** GIVEN TEXT follows **
A specialty drug is a class of prescription medications used to treat complex, chronic or rare medical conditions. Although this classification was originally intended to define the treatment of rare, also termed “orphan” diseases, affecting fewer than 200,000 people in the US, more recently, specialty drugs have emerged as the cornerstone of treatment for chronic and complex diseases such as cancer, autoimmune conditions, diabetes, hepatitis C, and HIV/AIDS.

The devices leverage the stability of cellular chip connectivity to ensure patients can easily handle the task at hand. As opposed to Bluetooth connections, the QuiO smart injectors avoid the trouble of losing pairing or making patients go through complex processes to be linked to their profiles.

“Our devices are also advanced in the sense that they’re capable of collecting a number of data points like skin contact, temperature, how much medication was loaded and how much was delivered while in contact with the skin,” Dahmani said.

For QuiO, the ‘Eureka’ moment came after taking stock of how valuable the generated data might be in the search for a solution. Since 2015, QuiO has been building a connected cloud platform to store the data — in, of course, a HIPAA-compliant environment — and has now opened up that platform to third party devices.

“The bigger opportunity here is the software,” said the CEO. In November 2017, the company entered a strategic partnership with Taiwan-based SHL Group, which will be responsible for manufacturing the physical devices. Meanwhile, QuiO is building up its pool of developers to become a more software-focused company looking to offer its cloud platform to a broader, growing ecosystem of connected therapeutics: think smart pill boxes, weight scales, activity trackers, glucose meters and many more.

What will Dahmani like to see in the next decade of his company and the industry as a whole?

“First, the mass adoption of connected therapeutic devices,” the CEO said. “However, that’s just half the solution. Once the devices are out in the market, we’ll be able to use that information to develop and test behavioral and economic interventions.   We can use the device data to determine how the interventions can impact patients. And then, basically, let a thousand flowers bloom.”
** End of GIVEN TEXT **
** GIVEN DATA follows **
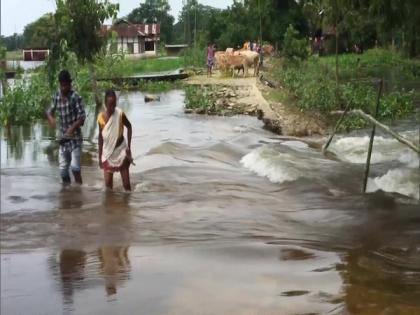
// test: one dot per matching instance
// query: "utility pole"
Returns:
(259, 10)
(185, 25)
(195, 25)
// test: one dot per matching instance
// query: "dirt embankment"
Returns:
(245, 96)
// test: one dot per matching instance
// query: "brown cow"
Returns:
(237, 62)
(252, 58)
** End of GIVEN DATA **
TASK PROMPT
Reproduce the article on QuiO word for word, starting with "The devices leverage" and going on through "to their profiles.". Rely solely on the article on QuiO, not on the data.

EXPECTED ANSWER
The devices leverage the stability of cellular chip connectivity to ensure patients can easily handle the task at hand. As opposed to Bluetooth connections, the QuiO smart injectors avoid the trouble of losing pairing or making patients go through complex processes to be linked to their profiles.